BEGIN ENTRIES SHOWN
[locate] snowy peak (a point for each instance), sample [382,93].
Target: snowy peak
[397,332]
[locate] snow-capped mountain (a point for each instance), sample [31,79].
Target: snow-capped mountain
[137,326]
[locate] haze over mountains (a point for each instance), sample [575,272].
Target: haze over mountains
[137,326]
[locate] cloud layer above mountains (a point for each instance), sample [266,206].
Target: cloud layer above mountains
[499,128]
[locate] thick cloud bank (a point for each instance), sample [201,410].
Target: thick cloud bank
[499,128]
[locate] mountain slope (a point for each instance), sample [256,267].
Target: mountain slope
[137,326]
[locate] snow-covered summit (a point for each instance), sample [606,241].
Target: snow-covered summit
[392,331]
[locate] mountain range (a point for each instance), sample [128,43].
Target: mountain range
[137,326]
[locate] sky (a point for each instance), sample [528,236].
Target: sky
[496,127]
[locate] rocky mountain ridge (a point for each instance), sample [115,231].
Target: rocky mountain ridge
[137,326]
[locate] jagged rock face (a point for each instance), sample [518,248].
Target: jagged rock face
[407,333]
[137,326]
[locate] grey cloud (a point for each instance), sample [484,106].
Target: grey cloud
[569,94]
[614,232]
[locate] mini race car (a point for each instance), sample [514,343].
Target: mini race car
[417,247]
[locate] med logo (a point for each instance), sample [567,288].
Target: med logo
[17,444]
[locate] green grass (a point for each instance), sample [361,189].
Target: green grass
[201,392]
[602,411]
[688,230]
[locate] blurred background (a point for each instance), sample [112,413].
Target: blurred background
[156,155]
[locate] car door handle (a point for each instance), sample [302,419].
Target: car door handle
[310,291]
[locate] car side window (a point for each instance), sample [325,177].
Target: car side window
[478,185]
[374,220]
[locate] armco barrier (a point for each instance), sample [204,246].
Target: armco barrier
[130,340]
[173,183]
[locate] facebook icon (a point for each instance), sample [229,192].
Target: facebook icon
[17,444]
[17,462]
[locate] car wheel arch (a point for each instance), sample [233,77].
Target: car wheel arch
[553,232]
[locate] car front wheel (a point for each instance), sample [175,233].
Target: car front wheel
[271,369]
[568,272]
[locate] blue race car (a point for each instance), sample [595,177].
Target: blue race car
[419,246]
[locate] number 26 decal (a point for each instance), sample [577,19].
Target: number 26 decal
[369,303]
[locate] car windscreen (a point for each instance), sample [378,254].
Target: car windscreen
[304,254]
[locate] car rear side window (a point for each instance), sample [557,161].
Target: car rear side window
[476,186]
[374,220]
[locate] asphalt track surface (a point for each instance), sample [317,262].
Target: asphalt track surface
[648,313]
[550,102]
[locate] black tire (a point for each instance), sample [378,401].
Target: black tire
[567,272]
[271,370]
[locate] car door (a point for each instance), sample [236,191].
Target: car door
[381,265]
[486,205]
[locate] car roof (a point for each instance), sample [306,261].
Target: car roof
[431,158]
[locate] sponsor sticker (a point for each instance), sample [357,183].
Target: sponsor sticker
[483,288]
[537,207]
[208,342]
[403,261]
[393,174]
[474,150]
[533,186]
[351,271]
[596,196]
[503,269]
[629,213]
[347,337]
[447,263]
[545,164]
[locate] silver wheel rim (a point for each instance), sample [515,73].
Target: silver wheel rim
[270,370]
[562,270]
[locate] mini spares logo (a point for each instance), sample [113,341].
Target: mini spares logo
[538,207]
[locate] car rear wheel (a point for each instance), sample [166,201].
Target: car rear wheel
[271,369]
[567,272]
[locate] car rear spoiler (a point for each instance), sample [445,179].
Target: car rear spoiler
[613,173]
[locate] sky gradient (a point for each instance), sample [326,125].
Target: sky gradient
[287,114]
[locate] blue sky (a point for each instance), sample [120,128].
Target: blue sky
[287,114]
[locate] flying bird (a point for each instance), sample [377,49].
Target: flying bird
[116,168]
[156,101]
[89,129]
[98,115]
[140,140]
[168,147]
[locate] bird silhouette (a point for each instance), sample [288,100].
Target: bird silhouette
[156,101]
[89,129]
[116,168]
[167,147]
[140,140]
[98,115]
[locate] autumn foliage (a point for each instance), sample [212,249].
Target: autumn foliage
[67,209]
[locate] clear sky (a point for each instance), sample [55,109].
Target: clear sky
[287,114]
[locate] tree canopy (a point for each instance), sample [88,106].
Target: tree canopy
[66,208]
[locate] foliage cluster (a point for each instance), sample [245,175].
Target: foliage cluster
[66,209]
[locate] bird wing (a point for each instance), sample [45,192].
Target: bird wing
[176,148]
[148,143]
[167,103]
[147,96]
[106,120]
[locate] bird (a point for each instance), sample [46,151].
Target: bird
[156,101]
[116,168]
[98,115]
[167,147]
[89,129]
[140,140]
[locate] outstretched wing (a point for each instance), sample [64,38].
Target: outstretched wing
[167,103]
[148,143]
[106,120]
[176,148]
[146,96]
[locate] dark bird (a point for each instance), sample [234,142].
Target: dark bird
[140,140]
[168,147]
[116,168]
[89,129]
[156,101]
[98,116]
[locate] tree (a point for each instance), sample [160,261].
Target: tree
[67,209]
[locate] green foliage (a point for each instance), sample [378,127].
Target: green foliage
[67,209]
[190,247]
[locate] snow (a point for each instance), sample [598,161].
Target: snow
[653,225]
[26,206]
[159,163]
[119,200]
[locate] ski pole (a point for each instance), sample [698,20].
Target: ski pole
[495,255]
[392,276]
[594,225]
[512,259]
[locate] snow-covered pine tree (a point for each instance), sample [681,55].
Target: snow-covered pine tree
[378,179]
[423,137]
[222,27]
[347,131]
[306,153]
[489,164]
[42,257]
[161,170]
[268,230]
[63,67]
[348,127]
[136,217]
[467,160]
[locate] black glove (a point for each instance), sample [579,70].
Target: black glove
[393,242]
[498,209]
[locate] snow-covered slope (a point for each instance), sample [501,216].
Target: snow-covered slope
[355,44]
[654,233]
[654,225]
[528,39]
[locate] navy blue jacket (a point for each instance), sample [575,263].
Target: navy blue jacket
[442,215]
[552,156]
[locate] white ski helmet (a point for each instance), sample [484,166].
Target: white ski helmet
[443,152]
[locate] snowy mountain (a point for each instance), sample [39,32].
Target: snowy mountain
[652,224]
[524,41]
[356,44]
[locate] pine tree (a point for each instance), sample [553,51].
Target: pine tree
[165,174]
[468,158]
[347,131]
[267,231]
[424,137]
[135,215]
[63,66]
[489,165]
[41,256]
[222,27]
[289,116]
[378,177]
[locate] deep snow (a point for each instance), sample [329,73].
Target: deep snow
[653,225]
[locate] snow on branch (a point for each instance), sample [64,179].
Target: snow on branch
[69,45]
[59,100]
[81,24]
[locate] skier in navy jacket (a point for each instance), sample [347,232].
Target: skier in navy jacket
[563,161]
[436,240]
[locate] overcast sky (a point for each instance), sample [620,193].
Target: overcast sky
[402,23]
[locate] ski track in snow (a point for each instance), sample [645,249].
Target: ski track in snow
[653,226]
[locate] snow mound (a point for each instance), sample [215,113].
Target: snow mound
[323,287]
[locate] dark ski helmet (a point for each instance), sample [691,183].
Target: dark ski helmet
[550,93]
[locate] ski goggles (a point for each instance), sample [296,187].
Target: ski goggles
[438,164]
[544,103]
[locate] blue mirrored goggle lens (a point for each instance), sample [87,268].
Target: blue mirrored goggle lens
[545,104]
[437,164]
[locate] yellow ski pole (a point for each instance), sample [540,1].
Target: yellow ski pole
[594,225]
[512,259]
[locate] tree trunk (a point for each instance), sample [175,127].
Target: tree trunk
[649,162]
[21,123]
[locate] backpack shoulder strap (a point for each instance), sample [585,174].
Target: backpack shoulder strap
END ENTRIES SHOWN
TASK DIRECTIONS
Give back the complete data, each line unchanged.

EXERCISE RESPONSE
[locate] snowy peak (a point for each instance), sample [382,93].
Target: snowy peak
[397,332]
[locate] snow-capped mountain (a point for each instance), sample [31,79].
Target: snow-capped mountain
[137,326]
[locate] haze over mountains (a point for each instance), sample [575,272].
Target: haze over mountains
[137,326]
[locate] cloud layer above mountains (a point for each instance), sample [266,206].
Target: cloud layer above mountains
[499,128]
[locate] thick cloud bank (a point for each instance), sample [201,410].
Target: thick cloud bank
[499,128]
[locate] mountain slope (a point for each instance), sample [256,267].
Target: mountain slope
[137,326]
[locate] snow-covered summit (a point for each instance), sample [606,241].
Target: snow-covered summit
[392,331]
[locate] mountain range (a point for each instance), sample [128,43].
Target: mountain range
[137,326]
[locate] sky (a point for each instance), sample [528,236].
Target: sky
[496,127]
[locate] rocky mountain ridge (a point for each instance), sample [115,231].
Target: rocky mountain ridge
[137,326]
[locate] jagged rock face (a point for each instance), sample [518,248].
Target: jagged rock face
[407,333]
[137,326]
[locate] grey cloud (a point for each instance), sample [484,106].
Target: grey cloud
[569,94]
[614,232]
[locate] mini race car (a point for each instance), sample [514,343].
Target: mini race car
[417,247]
[locate] med logo (a point for each instance), sample [567,288].
Target: med logo
[17,444]
[locate] green grass (a point for each instance), sample [361,189].
Target: green grass
[201,392]
[602,411]
[688,230]
[locate] blurred background (a point for each instance), sample [112,413].
Target: blurred background
[156,155]
[locate] car door handle (a point for each instance), sample [302,419].
Target: car door handle
[310,291]
[locate] car side window (a point for each instance), sample [325,177].
Target: car side window
[478,185]
[374,220]
[locate] armco barrier (a point for each instance), sample [204,246].
Target: armco barrier
[130,340]
[173,183]
[locate] facebook icon (a point for each instance), sample [229,192].
Target: facebook icon
[17,444]
[17,462]
[locate] car wheel arch (a point for each instance), sample [233,77].
Target: car wheel arch
[553,232]
[locate] car front wheel (a point for each instance), sample [175,233].
Target: car front wheel
[271,369]
[568,272]
[locate] blue race car (a point for each instance), sample [595,177].
Target: blue race car
[419,246]
[locate] number 26 decal (a point for each instance), sample [577,19].
Target: number 26 decal
[369,303]
[locate] car windscreen (a point for each instance), sample [378,254].
Target: car windscreen
[304,254]
[locate] car rear side window (a point for each instance), sample [557,161].
Target: car rear side window
[476,186]
[374,220]
[locate] asphalt track surface (a point for each instance), sample [317,262].
Target: asphalt track surface
[648,313]
[550,102]
[locate] black tire (a point for each instance), sample [378,401].
Target: black tire
[567,272]
[271,370]
[locate] car door (a point for each instance), sample [236,191].
Target: car door
[381,265]
[486,205]
[locate] car roof (a point for each instance), sample [306,261].
Target: car roof
[431,158]
[locate] sponsor sticker (a point for each instance), sample [357,183].
Target: sponsor sticker
[483,288]
[537,207]
[208,342]
[403,261]
[393,174]
[474,150]
[533,186]
[351,271]
[596,196]
[503,269]
[629,213]
[347,337]
[447,263]
[545,164]
[locate] silver wheel rim (a point for each instance), sample [515,73].
Target: silver wheel rim
[270,370]
[562,270]
[locate] mini spares logo (a point for each instance), sample [113,341].
Target: mini spares logo
[538,207]
[locate] car rear wheel (a point for each instance), sample [166,201].
Target: car rear wheel
[271,369]
[567,272]
[locate] car rear spoiler (a point for each instance), sample [445,179].
Target: car rear spoiler
[613,173]
[locate] sky gradient (a point for each instance), sample [326,125].
Target: sky gradient
[287,114]
[locate] blue sky (a point for each instance), sample [120,128].
Target: blue sky
[287,114]
[locate] flying bird (a point for each instance), sample [377,49].
Target: flying bird
[116,168]
[156,101]
[89,129]
[98,115]
[140,140]
[168,147]
[locate] bird silhouette (a point for each instance), sample [288,100].
Target: bird silhouette
[156,101]
[89,129]
[116,168]
[167,147]
[140,140]
[98,115]
[locate] autumn foliage (a point for each instance), sample [212,249].
Target: autumn foliage
[67,209]
[locate] clear sky (a point for each instance), sample [55,109].
Target: clear sky
[287,114]
[locate] tree canopy (a point for each instance), sample [88,106].
Target: tree canopy
[66,208]
[locate] foliage cluster (a point for each instance), sample [245,175].
Target: foliage cluster
[66,209]
[locate] bird wing (a point for each instance), sample [45,192].
Target: bird wing
[176,148]
[148,143]
[167,103]
[147,96]
[106,120]
[locate] bird (a point for each instance), sample [46,151].
Target: bird
[156,101]
[116,168]
[98,115]
[167,147]
[89,129]
[140,140]
[locate] outstretched wing (a point for each instance), sample [64,38].
Target: outstretched wing
[167,103]
[148,143]
[106,120]
[176,148]
[146,96]
[locate] dark bird (a point for each instance), sample [234,142].
Target: dark bird
[140,140]
[168,147]
[116,168]
[89,129]
[156,101]
[98,116]
[locate] tree (a point for each instance), sample [160,261].
Target: tree
[67,209]
[locate] green foliage (a point for each instance), sample [378,127].
Target: green foliage
[67,209]
[190,247]
[locate] snow (a point for each instance), sample [598,161].
Target: snow
[653,225]
[26,206]
[159,163]
[119,200]
[locate] ski pole (a point for each instance), sample [698,20].
Target: ski pole
[495,255]
[392,276]
[594,225]
[512,259]
[locate] snow-covered pine tree (a point for each instance), sample [681,55].
Target: snow-covered pine tree
[378,179]
[423,137]
[222,27]
[347,131]
[306,153]
[489,164]
[42,257]
[161,170]
[268,230]
[63,67]
[348,127]
[136,217]
[467,160]
[locate] black glove (a point for each instance), sample [579,70].
Target: black glove
[393,242]
[498,209]
[locate] snow-covered slope (a point for each instance), sample [501,216].
Target: snow-covered slope
[355,44]
[654,233]
[654,225]
[528,39]
[locate] navy blue jacket (a point for each instance), sample [575,263].
Target: navy blue jacket
[442,215]
[552,156]
[locate] white ski helmet (a point for each instance), sample [484,166].
Target: white ski helmet
[443,152]
[locate] snowy mountain (a point for each instance), sample [39,32].
Target: snowy mountain
[652,224]
[524,41]
[356,44]
[locate] pine tree (a point for each instance), sample [553,51].
Target: pine tree
[165,174]
[468,158]
[347,131]
[267,231]
[424,137]
[135,215]
[63,66]
[489,165]
[41,256]
[222,27]
[289,116]
[378,177]
[locate] deep snow (a point for each instance), sample [329,73].
Target: deep snow
[653,225]
[locate] snow on branch (a point for each instance), sample [64,179].
Target: snow on branch
[69,45]
[59,100]
[81,24]
[locate] skier in navy jacket (a point for each instance), sample [347,232].
Target: skier in navy jacket
[563,161]
[436,240]
[locate] overcast sky (a point for each instance), sample [620,193].
Target: overcast sky
[402,23]
[locate] ski track in snow (a point for each instance), sample [645,249].
Target: ski track in snow
[653,226]
[locate] snow mound (a point for each instance), sample [215,113].
Target: snow mound
[323,287]
[locate] dark ski helmet (a point for each instance), sample [691,183].
Target: dark ski helmet
[550,93]
[locate] ski goggles (a point for each instance), sample [296,187].
Target: ski goggles
[438,164]
[544,103]
[locate] blue mirrored goggle lens (a point for each instance), sample [87,268].
Target: blue mirrored goggle lens
[545,104]
[437,164]
[locate] yellow ski pole (a point for each instance), sample [540,1].
Target: yellow ski pole
[594,225]
[512,259]
[locate] tree trunk (a point for each instance), sample [175,127].
Target: tree trunk
[649,162]
[21,123]
[locate] backpack shoulder strap (a point for each instance), sample [585,174].
Target: backpack shoulder strap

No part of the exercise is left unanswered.